-------- Provided text --------

On Wednesday, July 23, the House of Representatives passed HR 4980, the “Preventing Sex Trafficking and Strengthening Families Act.’ The legislation will reauthorize the Adoption Incentive Fund for three years and extend it to guardianship placements. It will also extend the Family Connections Grants by one year through this current fiscal year of 2014.
After many weeks of negotiation between the House and Senate committees, the legislation was agreed to several weeks ago and was taken up by the House under the “suspension” calendar which allows a speedier passage that allows for a voice vote. The plan is for the Senate to take similar action this week through a Senate “unanimous consent” process which also allows a voice vote.
The original bill had passed last October and December in the House and the Senate respectively but was delayed because Congress could not find more than $15 million to extend the Family Connection grants beyond the one year. The original House and Senate bills extended the Family Connections Grants for three years but the money to “offset” (pay for) that extension was taken up by the budget deal agreed to earlier this year. Many also saw the legislation as an opportunity to address domestic victims of sexual exploitation and trafficking and that added to the negotiation challenge.

-------- Information --------

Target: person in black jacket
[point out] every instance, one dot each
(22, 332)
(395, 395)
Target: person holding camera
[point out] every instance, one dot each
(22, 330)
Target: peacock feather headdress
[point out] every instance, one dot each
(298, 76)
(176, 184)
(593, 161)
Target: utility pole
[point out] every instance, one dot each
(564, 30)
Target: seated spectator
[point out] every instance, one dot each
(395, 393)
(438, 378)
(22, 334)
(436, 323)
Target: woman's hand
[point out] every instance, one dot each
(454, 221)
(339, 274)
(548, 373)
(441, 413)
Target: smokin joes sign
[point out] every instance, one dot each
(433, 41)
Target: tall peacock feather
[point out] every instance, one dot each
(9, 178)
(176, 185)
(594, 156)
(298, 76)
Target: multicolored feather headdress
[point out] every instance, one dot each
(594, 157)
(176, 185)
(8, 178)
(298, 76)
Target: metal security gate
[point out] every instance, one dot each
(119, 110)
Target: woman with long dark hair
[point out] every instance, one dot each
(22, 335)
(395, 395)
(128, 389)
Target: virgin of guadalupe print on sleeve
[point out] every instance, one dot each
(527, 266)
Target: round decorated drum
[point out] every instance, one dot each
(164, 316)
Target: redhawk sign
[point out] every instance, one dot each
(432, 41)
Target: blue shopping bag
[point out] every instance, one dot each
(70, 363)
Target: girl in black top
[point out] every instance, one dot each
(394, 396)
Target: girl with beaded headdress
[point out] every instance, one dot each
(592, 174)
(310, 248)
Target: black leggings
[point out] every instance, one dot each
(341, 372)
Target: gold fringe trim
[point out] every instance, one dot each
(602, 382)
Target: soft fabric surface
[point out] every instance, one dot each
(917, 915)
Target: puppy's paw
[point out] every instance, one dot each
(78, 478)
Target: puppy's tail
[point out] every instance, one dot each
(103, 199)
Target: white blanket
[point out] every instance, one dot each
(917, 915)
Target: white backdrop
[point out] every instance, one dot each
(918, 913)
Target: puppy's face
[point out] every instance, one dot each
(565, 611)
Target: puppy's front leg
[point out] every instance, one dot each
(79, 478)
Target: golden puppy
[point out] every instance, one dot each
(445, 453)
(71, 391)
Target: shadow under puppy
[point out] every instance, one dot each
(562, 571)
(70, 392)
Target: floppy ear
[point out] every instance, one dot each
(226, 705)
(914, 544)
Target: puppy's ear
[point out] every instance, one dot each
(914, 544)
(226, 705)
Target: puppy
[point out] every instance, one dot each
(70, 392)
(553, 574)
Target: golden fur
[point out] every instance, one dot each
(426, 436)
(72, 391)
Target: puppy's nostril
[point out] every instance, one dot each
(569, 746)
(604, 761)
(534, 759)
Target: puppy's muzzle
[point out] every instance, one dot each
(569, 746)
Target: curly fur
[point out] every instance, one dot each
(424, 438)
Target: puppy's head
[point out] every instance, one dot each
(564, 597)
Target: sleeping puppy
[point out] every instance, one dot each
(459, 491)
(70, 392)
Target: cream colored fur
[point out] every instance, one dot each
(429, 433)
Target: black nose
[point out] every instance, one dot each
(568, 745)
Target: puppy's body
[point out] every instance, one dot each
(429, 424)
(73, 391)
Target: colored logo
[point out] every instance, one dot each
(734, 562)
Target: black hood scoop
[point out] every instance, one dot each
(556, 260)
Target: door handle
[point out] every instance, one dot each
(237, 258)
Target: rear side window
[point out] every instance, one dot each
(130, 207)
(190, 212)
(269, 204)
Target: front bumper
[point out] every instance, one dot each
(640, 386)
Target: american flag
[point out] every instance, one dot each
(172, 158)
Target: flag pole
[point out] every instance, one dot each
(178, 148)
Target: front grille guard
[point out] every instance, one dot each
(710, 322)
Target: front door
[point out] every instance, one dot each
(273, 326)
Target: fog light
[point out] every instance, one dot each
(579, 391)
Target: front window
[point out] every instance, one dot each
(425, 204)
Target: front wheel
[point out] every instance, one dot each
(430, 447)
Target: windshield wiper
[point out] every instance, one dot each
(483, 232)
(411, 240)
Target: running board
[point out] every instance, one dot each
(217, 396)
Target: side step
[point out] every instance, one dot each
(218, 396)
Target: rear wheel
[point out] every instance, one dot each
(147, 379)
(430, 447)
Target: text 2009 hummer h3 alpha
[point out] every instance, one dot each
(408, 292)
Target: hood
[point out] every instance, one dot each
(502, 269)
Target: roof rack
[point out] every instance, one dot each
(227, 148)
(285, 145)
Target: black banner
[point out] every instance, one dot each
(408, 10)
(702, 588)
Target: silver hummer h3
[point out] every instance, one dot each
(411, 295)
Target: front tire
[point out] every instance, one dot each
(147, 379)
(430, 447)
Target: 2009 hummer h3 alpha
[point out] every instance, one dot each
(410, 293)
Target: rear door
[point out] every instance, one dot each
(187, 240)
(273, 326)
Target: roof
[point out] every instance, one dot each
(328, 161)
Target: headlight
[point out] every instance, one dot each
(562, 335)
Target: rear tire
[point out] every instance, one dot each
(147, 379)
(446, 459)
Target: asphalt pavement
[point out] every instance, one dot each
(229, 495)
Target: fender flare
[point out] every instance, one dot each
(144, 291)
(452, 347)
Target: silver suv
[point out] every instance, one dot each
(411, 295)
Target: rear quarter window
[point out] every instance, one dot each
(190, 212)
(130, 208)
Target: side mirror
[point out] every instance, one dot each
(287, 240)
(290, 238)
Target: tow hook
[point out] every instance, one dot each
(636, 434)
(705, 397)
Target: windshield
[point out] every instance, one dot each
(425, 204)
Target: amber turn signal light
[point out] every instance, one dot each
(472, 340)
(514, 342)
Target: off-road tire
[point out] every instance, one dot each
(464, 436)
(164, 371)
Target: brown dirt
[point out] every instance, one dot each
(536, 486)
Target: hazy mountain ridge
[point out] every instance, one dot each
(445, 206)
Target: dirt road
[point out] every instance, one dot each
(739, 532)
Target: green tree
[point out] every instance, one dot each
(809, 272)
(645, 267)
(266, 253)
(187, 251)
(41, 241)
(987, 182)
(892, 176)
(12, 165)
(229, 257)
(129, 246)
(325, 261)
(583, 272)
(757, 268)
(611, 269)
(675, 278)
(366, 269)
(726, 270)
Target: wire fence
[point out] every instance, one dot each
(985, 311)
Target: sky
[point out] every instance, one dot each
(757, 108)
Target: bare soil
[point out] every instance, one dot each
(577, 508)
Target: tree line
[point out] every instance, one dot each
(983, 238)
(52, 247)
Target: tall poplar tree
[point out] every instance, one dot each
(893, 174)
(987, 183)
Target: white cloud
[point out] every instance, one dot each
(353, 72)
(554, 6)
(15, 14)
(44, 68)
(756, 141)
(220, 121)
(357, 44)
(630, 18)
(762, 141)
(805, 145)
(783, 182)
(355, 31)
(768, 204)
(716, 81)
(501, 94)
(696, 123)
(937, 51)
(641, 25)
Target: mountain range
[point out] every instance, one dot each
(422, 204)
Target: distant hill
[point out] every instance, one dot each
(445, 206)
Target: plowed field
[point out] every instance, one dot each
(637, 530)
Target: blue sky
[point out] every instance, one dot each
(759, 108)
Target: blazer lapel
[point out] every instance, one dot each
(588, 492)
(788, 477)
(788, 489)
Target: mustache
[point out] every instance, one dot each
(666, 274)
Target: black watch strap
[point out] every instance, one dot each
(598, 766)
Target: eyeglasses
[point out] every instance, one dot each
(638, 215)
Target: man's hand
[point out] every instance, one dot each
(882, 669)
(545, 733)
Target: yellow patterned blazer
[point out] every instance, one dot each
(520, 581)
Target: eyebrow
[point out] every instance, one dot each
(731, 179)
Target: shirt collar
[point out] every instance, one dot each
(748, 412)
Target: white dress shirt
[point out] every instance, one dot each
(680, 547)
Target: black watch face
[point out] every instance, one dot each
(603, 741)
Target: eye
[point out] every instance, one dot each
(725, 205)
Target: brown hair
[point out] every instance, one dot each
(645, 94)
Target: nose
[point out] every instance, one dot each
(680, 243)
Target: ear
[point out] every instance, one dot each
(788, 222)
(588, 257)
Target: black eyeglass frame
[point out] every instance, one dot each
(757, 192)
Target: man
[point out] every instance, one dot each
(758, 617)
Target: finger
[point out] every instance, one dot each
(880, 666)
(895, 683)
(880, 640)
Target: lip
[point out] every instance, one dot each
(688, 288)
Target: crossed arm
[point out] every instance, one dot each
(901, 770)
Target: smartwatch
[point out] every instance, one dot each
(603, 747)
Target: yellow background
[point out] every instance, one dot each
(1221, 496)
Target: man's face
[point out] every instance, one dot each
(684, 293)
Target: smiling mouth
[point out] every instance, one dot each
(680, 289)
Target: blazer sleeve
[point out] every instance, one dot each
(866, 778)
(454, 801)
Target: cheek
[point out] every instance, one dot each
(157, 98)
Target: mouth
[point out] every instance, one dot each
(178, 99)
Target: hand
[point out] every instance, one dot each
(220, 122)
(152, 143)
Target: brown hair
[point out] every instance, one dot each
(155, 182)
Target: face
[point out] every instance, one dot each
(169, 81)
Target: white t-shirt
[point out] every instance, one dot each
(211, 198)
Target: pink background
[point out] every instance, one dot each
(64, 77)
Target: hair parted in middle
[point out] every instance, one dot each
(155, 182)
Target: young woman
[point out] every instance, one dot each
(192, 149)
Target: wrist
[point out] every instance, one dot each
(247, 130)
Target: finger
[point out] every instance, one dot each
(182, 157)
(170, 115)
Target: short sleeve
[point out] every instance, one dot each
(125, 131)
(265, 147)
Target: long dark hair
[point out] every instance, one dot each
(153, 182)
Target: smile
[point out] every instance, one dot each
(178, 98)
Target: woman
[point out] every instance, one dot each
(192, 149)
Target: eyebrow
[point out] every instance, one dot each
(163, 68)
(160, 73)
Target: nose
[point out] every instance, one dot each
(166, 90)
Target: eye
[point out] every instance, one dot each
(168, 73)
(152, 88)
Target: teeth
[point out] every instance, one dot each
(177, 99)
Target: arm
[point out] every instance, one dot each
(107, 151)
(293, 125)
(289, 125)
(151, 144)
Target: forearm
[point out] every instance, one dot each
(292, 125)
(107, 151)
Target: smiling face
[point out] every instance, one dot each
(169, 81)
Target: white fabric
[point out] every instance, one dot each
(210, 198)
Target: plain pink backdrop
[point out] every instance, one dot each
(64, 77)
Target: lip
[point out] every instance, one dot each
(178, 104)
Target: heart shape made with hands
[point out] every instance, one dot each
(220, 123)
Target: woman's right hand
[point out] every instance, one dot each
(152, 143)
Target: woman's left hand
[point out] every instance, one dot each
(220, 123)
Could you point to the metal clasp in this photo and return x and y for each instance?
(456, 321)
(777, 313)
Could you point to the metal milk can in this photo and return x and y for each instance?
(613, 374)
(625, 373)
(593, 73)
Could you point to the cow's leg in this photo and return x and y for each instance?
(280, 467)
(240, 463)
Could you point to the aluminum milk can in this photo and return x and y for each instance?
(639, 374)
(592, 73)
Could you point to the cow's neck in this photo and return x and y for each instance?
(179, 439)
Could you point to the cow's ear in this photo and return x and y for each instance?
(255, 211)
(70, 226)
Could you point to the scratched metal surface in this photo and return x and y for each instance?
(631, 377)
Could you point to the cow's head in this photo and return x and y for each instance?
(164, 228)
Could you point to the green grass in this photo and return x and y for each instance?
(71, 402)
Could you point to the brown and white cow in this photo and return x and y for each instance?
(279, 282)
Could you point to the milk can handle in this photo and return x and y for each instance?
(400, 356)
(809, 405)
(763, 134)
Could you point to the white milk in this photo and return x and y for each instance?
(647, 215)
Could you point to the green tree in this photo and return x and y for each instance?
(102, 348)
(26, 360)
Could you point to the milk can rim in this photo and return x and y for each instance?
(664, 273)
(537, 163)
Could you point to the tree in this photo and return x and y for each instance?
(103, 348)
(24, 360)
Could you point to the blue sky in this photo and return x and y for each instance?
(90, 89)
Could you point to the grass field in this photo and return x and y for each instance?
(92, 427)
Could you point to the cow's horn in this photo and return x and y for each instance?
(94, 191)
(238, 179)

--------

__Task to complete__. In the passage on HR 4980, rewrite the part that opens with the words containing "The original bill" and closes with "the negotiation challenge.", substituting "spending agreement" for "budget deal". The items above were taken from a different source than the text.

__Result for this task__.
The original bill had passed last October and December in the House and the Senate respectively but was delayed because Congress could not find more than $15 million to extend the Family Connection grants beyond the one year. The original House and Senate bills extended the Family Connections Grants for three years but the money to “offset” (pay for) that extension was taken up by the spending agreement agreed to earlier this year. Many also saw the legislation as an opportunity to address domestic victims of sexual exploitation and trafficking and that added to the negotiation challenge.